Selected excerpt:

================

Review #1441: Jeremiah Johnson.
Cast:
Robert Redford (Jeremiah Johnson), Will Geer (Bear Claw Chris Lapp), Stefan Gierasch (Del Gue), Delle Bolton (Swan), Josh Albee (Caleb), Joaquín Martínez (Paints His Shirt Red), Allyn Ann McLerie (The Crazy Woman), Paul Benedict (Reverend Lindquist), Jack Colvin (Lieutenant Mulvey), Matt Clark (Qualen), Richard Angarola (Chief Two-Tongues Lebreaux), and Charles Tyner (Robidoux) Directed by Sydney Pollack (#084 - Tootsie)
Review:
"Timing is a big thing with actors. You don't ever want to over-rehearse, but you don't want them under-prepared either. Part of the trick is knowing when to roll the cameras. So many times I'll see a performance peak during the rehearsal process and they never quite get it back. That's why I'd rather be rolling early."
"Storytellers broaden our minds: engage, provoke, inspire, and ultimately, connect us."

================

(Saved entries)
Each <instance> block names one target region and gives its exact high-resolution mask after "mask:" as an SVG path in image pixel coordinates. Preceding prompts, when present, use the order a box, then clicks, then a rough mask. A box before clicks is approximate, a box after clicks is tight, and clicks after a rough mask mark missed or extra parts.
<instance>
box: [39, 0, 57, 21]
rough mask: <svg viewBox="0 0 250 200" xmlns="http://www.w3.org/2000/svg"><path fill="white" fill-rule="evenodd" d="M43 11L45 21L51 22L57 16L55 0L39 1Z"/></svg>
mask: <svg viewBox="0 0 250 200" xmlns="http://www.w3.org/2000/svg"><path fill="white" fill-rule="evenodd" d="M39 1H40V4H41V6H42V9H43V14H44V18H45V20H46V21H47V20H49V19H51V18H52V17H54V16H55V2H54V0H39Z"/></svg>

================

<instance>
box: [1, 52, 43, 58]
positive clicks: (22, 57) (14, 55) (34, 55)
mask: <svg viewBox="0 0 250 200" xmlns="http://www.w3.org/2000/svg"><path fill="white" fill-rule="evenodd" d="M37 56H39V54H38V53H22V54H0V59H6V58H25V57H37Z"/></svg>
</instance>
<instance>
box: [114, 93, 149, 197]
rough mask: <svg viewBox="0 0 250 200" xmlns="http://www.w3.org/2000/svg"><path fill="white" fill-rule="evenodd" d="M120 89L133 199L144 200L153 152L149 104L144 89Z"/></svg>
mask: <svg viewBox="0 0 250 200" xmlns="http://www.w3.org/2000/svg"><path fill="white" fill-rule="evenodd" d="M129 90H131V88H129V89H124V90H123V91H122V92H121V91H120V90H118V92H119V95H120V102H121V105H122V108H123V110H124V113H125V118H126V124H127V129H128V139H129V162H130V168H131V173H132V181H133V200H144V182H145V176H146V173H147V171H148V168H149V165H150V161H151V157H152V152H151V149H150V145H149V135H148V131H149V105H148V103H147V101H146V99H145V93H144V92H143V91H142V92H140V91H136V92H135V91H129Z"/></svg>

================

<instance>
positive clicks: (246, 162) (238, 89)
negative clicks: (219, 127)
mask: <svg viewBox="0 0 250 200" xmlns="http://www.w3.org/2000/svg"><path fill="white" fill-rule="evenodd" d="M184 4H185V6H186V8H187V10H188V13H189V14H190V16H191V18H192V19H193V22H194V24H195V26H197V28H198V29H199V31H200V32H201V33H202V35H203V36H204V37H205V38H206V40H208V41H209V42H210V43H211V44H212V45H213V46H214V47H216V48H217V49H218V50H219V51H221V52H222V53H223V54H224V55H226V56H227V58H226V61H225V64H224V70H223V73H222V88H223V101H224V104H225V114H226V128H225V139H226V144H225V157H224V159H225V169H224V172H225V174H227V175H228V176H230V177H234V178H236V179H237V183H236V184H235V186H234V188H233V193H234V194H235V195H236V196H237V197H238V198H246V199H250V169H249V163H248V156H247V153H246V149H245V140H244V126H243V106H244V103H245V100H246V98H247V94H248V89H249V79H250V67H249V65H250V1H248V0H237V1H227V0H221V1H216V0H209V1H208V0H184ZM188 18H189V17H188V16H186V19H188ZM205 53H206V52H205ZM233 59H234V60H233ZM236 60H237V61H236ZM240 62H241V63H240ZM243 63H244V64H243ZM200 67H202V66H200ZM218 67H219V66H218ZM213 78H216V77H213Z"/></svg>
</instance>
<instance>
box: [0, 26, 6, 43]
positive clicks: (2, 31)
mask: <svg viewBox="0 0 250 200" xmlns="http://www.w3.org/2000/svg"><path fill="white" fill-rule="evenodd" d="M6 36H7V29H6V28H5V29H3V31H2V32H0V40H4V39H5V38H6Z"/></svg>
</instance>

================

Quote the entire Jeremiah Johnson review above word for word.

Review #1441: Jeremiah Johnson.
Cast:
Robert Redford (Jeremiah Johnson), Will Geer (Bear Claw Chris Lapp), Stefan Gierasch (Del Gue), Delle Bolton (Swan), Josh Albee (Caleb), Joaquín Martínez (Paints His Shirt Red), Allyn Ann McLerie (The Crazy Woman), Paul Benedict (Reverend Lindquist), Jack Colvin (Lieutenant Mulvey), Matt Clark (Qualen), Richard Angarola (Chief Two-Tongues Lebreaux), and Charles Tyner (Robidoux) Directed by Sydney Pollack (#084 - Tootsie)
Review:
"Timing is a big thing with actors. You don't ever want to over-rehearse, but you don't want them under-prepared either. Part of the trick is knowing when to roll the cameras. So many times I'll see a performance peak during the rehearsal process and they never quite get it back. That's why I'd rather be rolling early."
"Storytellers broaden our minds: engage, provoke, inspire, and ultimately, connect us."